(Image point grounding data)
──────────────────────────────
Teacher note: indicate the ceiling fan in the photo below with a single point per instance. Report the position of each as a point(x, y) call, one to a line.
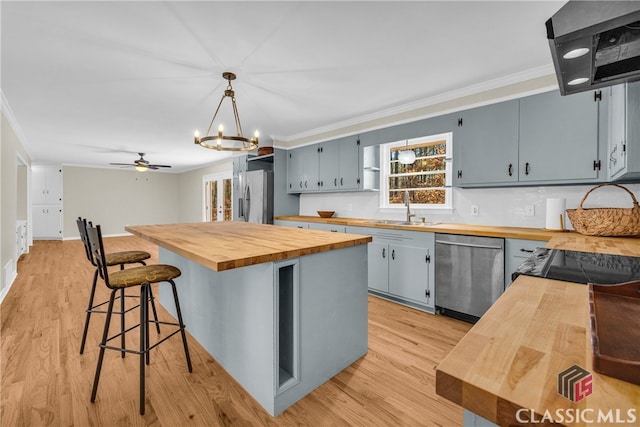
point(141, 164)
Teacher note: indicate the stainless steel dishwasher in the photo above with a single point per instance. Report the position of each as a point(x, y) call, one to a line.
point(469, 274)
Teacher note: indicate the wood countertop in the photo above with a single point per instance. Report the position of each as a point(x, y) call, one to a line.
point(628, 246)
point(511, 358)
point(226, 245)
point(469, 229)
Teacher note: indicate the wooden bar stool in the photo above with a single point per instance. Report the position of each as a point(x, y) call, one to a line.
point(143, 277)
point(112, 259)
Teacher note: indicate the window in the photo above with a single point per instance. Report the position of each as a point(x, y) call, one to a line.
point(428, 179)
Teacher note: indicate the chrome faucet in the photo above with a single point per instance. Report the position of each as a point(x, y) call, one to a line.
point(406, 203)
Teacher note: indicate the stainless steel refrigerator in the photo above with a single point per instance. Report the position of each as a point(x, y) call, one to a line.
point(254, 200)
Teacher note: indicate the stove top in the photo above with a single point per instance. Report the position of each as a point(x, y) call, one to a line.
point(580, 267)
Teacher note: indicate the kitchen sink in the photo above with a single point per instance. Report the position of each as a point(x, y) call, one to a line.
point(405, 223)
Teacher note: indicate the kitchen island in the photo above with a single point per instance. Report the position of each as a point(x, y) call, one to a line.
point(282, 310)
point(506, 368)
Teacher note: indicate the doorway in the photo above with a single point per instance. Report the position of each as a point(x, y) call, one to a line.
point(218, 197)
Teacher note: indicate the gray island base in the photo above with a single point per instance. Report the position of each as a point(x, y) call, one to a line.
point(280, 328)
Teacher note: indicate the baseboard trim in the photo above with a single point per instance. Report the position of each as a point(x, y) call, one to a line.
point(10, 274)
point(104, 235)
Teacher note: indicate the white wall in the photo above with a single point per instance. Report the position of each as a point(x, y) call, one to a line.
point(497, 206)
point(115, 198)
point(10, 149)
point(191, 197)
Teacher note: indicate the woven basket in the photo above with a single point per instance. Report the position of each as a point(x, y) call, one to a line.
point(606, 221)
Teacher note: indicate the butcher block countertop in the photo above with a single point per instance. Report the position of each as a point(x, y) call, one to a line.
point(470, 229)
point(569, 240)
point(511, 358)
point(226, 245)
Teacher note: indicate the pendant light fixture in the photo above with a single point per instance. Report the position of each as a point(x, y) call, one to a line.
point(406, 156)
point(220, 141)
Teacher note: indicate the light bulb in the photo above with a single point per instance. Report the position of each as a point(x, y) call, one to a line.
point(407, 157)
point(578, 81)
point(576, 53)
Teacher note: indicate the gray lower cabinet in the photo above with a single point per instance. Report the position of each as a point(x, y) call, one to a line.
point(378, 266)
point(516, 251)
point(399, 265)
point(624, 132)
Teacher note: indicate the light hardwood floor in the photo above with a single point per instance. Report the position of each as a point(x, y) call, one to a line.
point(45, 381)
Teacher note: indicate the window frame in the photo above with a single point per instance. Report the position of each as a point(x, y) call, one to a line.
point(385, 161)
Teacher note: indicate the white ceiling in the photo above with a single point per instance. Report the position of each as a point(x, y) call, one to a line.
point(91, 83)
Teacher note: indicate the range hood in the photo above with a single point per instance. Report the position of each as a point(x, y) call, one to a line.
point(595, 44)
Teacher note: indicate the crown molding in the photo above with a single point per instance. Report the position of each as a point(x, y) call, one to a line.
point(11, 118)
point(424, 103)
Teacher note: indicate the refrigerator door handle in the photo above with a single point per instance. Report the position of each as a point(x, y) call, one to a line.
point(247, 200)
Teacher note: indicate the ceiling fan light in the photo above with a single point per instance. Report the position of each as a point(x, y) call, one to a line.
point(223, 142)
point(407, 157)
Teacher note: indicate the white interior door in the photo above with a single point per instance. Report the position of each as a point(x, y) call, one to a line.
point(218, 197)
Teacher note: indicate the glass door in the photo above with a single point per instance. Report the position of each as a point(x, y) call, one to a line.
point(218, 197)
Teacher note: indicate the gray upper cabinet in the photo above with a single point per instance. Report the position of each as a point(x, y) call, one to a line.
point(624, 132)
point(350, 162)
point(541, 139)
point(310, 175)
point(488, 138)
point(327, 166)
point(558, 138)
point(302, 169)
point(294, 171)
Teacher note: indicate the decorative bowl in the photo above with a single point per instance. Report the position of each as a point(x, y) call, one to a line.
point(326, 214)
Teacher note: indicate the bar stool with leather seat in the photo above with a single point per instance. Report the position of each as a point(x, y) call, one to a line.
point(143, 277)
point(113, 258)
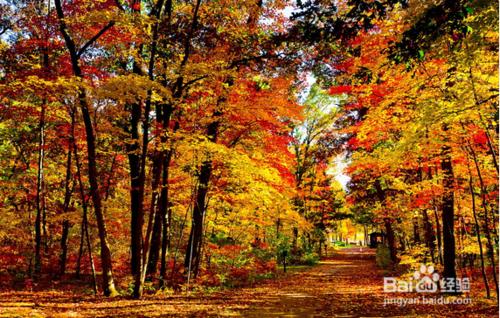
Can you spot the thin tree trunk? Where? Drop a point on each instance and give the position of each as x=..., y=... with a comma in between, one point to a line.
x=39, y=194
x=107, y=266
x=67, y=199
x=448, y=216
x=85, y=235
x=478, y=236
x=486, y=225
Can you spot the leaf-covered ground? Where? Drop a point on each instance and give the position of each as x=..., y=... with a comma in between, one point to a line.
x=345, y=285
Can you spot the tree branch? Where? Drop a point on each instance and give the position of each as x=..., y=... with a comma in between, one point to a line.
x=95, y=38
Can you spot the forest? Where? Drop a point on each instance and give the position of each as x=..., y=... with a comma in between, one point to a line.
x=256, y=158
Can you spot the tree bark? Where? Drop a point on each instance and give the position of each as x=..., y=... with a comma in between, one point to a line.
x=478, y=236
x=40, y=206
x=448, y=216
x=107, y=267
x=391, y=242
x=192, y=259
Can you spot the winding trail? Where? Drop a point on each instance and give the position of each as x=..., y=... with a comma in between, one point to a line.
x=348, y=284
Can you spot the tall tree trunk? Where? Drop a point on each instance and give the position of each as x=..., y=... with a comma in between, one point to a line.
x=486, y=225
x=478, y=235
x=68, y=190
x=154, y=250
x=136, y=191
x=391, y=241
x=40, y=207
x=192, y=259
x=108, y=285
x=448, y=216
x=429, y=234
x=85, y=235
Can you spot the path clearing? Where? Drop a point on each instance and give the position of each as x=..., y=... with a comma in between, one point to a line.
x=346, y=285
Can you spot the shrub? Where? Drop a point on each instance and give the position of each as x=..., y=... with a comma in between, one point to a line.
x=310, y=259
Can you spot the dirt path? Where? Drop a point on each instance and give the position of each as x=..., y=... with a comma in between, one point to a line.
x=345, y=285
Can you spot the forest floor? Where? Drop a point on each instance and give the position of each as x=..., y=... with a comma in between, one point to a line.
x=345, y=285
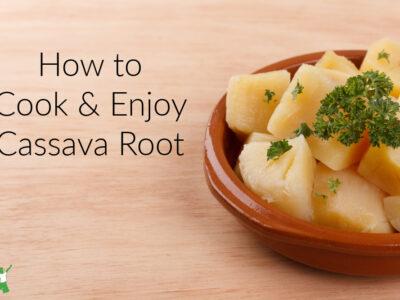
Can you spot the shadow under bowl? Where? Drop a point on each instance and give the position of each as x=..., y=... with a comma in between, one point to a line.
x=311, y=244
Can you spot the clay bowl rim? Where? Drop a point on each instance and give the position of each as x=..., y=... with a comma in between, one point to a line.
x=266, y=220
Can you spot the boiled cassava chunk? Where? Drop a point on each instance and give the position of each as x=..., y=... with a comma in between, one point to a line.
x=381, y=166
x=254, y=137
x=384, y=55
x=330, y=60
x=260, y=137
x=357, y=205
x=289, y=114
x=392, y=209
x=246, y=110
x=286, y=182
x=336, y=155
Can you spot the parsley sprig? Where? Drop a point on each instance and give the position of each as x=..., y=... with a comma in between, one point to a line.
x=362, y=105
x=297, y=90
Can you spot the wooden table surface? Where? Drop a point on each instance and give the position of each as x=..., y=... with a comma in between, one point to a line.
x=137, y=227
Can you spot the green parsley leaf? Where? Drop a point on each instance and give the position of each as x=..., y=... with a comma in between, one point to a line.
x=333, y=184
x=304, y=130
x=383, y=55
x=297, y=90
x=361, y=105
x=278, y=148
x=269, y=95
x=321, y=196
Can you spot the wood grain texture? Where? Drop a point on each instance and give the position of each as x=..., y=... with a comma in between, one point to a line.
x=148, y=227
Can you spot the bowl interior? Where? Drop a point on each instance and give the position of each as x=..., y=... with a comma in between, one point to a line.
x=221, y=151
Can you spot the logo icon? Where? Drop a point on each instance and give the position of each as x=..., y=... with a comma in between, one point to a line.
x=3, y=280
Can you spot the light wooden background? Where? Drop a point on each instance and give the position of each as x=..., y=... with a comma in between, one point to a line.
x=147, y=227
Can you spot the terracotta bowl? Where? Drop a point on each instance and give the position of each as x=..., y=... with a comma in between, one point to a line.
x=311, y=244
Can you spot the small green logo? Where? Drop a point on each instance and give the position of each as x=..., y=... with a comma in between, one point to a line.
x=3, y=280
──────────────────────────────
Output, exactly and with nothing else, the lines from the line containing "Can you spot the small" to the end of the entries.

Can you spot the small green logo? Where? Drop a point on each instance and give the position of each as x=..., y=... with a comma in between, one point to a line.
x=3, y=280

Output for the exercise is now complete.